[Start of Attachment]

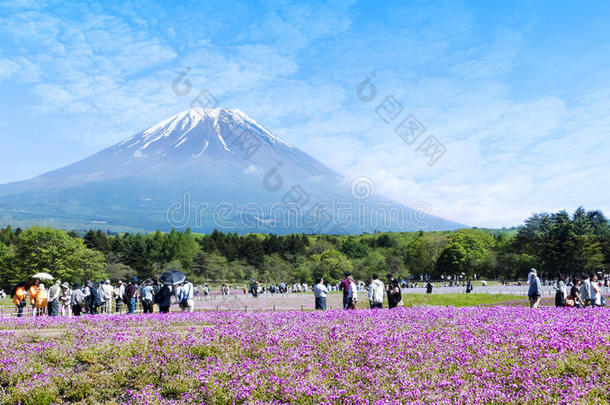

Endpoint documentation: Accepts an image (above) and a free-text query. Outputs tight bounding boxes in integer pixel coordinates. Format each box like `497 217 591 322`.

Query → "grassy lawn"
398 293 526 307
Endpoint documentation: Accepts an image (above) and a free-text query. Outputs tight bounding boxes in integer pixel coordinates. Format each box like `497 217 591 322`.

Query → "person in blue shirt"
141 281 154 313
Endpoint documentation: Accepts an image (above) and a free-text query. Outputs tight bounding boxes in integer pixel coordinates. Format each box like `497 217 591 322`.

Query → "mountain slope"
0 108 465 234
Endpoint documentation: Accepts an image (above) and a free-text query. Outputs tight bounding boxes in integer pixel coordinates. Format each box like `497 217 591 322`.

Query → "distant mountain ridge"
0 108 465 234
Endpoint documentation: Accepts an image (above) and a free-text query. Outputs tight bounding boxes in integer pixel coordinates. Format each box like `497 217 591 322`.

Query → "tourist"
347 275 358 310
156 284 173 314
96 281 106 313
29 278 39 315
555 275 567 307
138 281 145 312
141 280 154 313
59 282 72 316
151 278 161 311
71 283 86 316
313 277 328 310
47 280 61 317
339 272 351 310
113 281 125 313
86 281 101 315
528 269 542 308
203 283 210 297
590 274 601 307
103 280 113 314
466 279 473 294
580 274 591 307
569 278 585 308
177 279 195 313
367 274 385 309
83 281 91 314
425 280 433 294
527 268 537 284
249 281 259 297
35 283 48 316
386 273 402 309
11 282 27 318
125 277 139 314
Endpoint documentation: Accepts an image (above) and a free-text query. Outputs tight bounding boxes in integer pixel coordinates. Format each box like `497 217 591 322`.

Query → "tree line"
0 207 608 290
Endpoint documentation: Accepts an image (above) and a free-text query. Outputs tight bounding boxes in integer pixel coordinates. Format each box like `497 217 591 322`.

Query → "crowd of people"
10 277 196 317
312 272 403 311
8 269 608 317
527 268 608 309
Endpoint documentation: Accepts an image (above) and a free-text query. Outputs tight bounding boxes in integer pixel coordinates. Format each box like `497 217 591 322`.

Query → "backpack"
75 291 85 307
370 281 384 304
123 285 133 305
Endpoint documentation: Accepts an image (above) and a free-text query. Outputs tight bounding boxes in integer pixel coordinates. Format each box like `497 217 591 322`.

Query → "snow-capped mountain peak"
0 108 464 234
115 108 293 160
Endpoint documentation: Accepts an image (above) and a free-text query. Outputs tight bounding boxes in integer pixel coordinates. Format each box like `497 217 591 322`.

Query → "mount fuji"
0 108 464 234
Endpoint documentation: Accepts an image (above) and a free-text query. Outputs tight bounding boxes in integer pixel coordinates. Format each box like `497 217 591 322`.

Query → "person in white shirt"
47 281 62 317
113 281 125 313
59 282 72 316
177 280 195 312
527 268 537 284
103 280 114 314
367 274 385 309
347 276 358 310
590 273 601 307
313 278 328 310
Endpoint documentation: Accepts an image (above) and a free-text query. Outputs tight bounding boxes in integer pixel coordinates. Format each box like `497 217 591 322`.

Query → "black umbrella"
160 270 187 286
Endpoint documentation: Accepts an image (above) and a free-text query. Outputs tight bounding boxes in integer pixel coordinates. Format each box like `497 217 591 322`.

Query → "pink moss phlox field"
1 307 610 404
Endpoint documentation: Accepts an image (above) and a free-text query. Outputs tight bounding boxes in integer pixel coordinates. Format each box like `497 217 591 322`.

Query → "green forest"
0 208 608 289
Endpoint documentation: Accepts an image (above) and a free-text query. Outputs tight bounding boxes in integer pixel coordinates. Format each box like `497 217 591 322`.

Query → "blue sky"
1 0 610 227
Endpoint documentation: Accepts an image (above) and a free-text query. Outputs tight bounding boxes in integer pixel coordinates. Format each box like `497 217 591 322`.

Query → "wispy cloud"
0 0 609 227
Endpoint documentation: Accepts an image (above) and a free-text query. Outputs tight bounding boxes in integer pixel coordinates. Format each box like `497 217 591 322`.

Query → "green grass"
398 293 526 307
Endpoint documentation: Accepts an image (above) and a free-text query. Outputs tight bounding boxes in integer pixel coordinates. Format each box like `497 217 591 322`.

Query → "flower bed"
1 307 609 404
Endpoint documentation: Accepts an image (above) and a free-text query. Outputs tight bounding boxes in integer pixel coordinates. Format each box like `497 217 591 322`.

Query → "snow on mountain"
0 108 464 234
116 108 294 157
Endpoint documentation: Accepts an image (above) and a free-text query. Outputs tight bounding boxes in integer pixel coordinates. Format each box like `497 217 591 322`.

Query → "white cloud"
1 0 609 228
0 58 19 81
243 164 261 175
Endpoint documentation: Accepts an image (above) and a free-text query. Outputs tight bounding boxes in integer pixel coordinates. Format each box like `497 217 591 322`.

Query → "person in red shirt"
339 272 351 310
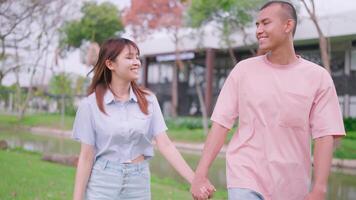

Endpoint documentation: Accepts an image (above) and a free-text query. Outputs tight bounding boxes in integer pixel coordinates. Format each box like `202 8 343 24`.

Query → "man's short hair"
260 1 298 36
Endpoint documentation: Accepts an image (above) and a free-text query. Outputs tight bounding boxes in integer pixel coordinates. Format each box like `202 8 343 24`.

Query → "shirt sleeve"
310 70 346 139
72 98 96 145
148 95 168 137
211 65 240 129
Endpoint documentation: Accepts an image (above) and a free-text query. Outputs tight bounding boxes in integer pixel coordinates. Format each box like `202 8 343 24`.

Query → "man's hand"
190 175 216 200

[End of Attachment]

■ **EXERCISE GOAL**:
The data above must be copied exactly. Leave out the pictures.

■ **YOUR RESPONSE**:
Endpoint documentation: Accepts an image (above) and a free-text query. Outputs tight bounding boxes in integer pixel coordinates. Format each box like `497 217 591 322`.

Query → "grassy lawn"
398 293 526 307
Endpoint documentation: Accepts an image (above) and a free-text query. Outputs tight bounding boxes in integer pixel coordinates. Format each box like `497 217 591 322`.

Query → "person in blue shirt"
141 281 154 313
Endpoint documentation: Accepts an image (above) and a free-text query. Outputs tight bounding boxes in integer pixel coordinates. Format each box like `497 217 591 322`.

Query → "mountain slope"
0 108 465 234
Endpoint documentation: Accepts an image (above) and a free-text query. Outputs tight bounding boxes in integer pixel coordinates. Format each box like `497 217 591 322`.

Query → "distant mountain ridge"
0 108 465 234
Endpoint documentation: Accepts an image (above) and a free-text query. Outputs tight bounding boxes in integer pixel coordinates. Format each box like `497 217 591 322`.

Query → "tourist"
347 275 358 310
156 284 173 314
96 281 106 313
29 278 39 315
555 275 567 307
138 281 145 312
141 280 154 313
59 282 72 316
151 278 161 311
71 283 86 316
313 277 328 310
47 280 61 317
339 272 351 310
113 281 125 313
86 281 101 315
528 269 542 308
203 283 210 297
590 274 601 307
103 280 113 314
466 279 473 294
580 274 591 307
569 278 585 308
177 279 195 313
367 274 385 309
83 281 91 314
425 280 433 294
527 268 537 284
249 281 259 297
35 283 48 316
386 273 402 309
11 282 27 318
125 277 139 314
Endpoint documentation: Accepts an image (above) and a free-text query. Outputs tight bounding boxes in integer pixel coordinates. Format each box like `497 217 591 322`.

Query → "tree line"
0 207 608 290
Endpoint documentation: Accepts an image (above) and a free-text query. Outputs tight bounding boxes in integer pixel coordinates. Format each box like `497 217 591 322`.

Query → "crowd of people"
10 277 196 317
312 272 403 311
8 269 608 317
527 268 608 309
Endpoint documentation: Accepts an image (above) and a free-text query. Outputs tight bounding boxes in integer pixel coordinates. Format each box like `497 217 591 322`.

Query → "backpack"
75 291 85 307
370 281 384 304
123 285 133 305
Endpoint documentation: Accepts an image (above) and a free-text query. Outputs tight bounding boxes in integer pixel coordinates. Format each box like `497 217 591 322`.

Query → "snow-capped mountain peak"
0 108 464 234
115 108 293 160
Endpoint documentation: Accepts an image (above) and a free-text query. Outputs tight bounding boxes in integer pixel coordinates. Format each box like `497 217 591 322`.

Query → "mount fuji"
0 108 464 234
Endpoint documentation: Accepts an image (above) and a free-text query. Outputs tight bounding boxes in integer pixel coordinates. Format each box like `497 217 591 322`.

Query → "person in white shirt"
47 281 62 317
113 281 125 313
59 282 72 316
177 280 195 312
527 268 537 284
103 280 114 314
367 274 385 309
347 276 358 310
590 273 601 307
313 278 328 310
Endpoint documentation: Accepts an image (above) and a free-text query. Outputs tight bounding boxes in integer pixel coordinates. Format each box like `497 217 591 322`.

Query → "black umbrella"
160 270 187 286
Endpoint documentation: Accepts an image (above) and a free-text query. Outputs tight bounding boxes in integer pixel coordinates. Format each box like `497 217 591 322`.

Query → "pink moss phlox field"
1 307 610 404
Endpoint documentation: Accepts an image (above) and a free-text query. Outputs tight bounding boxes in integer pixel coordinates. Format each box like `497 217 591 322`.

Query → "green forest"
0 208 608 289
Endpoint documentation: Accepts an image (above) and a free-text query. Outputs tight bounding boxes in integer pixel coordinates. Format each box like `497 217 591 322`.

Query → "blue sky"
1 0 610 227
Endpoint documentation: Accepts an image (above) and a free-text query. Outputs tight bounding boxes in integer pixel coordinates. Format each box like `497 217 591 322`.

Query → "wispy cloud"
0 0 609 227
Endpoint documentation: Accepts an image (above) and a free-text query. Outputs tight bounding boxes in integer pixel coordinates. Format each box like `497 217 591 322`.

Query → "green grass"
398 293 526 307
Endpoint documentation: Accepts an image (above) and a free-text query. Outputs tight bounding boxes in integer pixel coordinates. Format each box like `497 217 591 322`.

Query → "flower bed"
1 307 609 404
Endpoint documentation: Accepts an image (above) and a free-text query. Outputs tight bounding boxes in integer pixel coordinates. Format each box like `497 217 591 322`.

Query → "snow on mountain"
0 108 464 234
116 108 294 157
Endpoint documentation: Accepts an image (above) and a free-text query. Outputs tight bounding boxes in integer pixel coordinates. Format each box like `497 217 591 322`.

Query → "white cloud"
1 0 609 228
0 58 19 81
243 164 261 175
Endpoint documentation: Accepts an image (above) and a free-text query. Outputs tight bounding boxes in integer pixel coordinates. Format each box like `497 217 591 322`.

Query → "person in red shirt"
339 272 351 310

Endpoint documentation: Accepts an image (above) and a free-text query. Outputs tight bounding boxes in integer pixel coordinates. Format each box like `202 8 343 24`.

Query → "man's short hair"
260 1 298 36
Endpoint documentation: Accepts an image (above) and a free-text query. Outputs tight bounding boxes in integer pixel coordinates. Format each box like `202 8 343 24`.

Query → "shirt sleeve"
310 70 346 139
72 98 96 145
148 95 168 137
211 65 240 129
Endpoint documentation: Accepts an image (above) and a free-text query. Outputs tight bounding boxes in integer pixel coordinates. Format each box like `202 8 343 24`.

Query → "man's hand"
190 175 216 200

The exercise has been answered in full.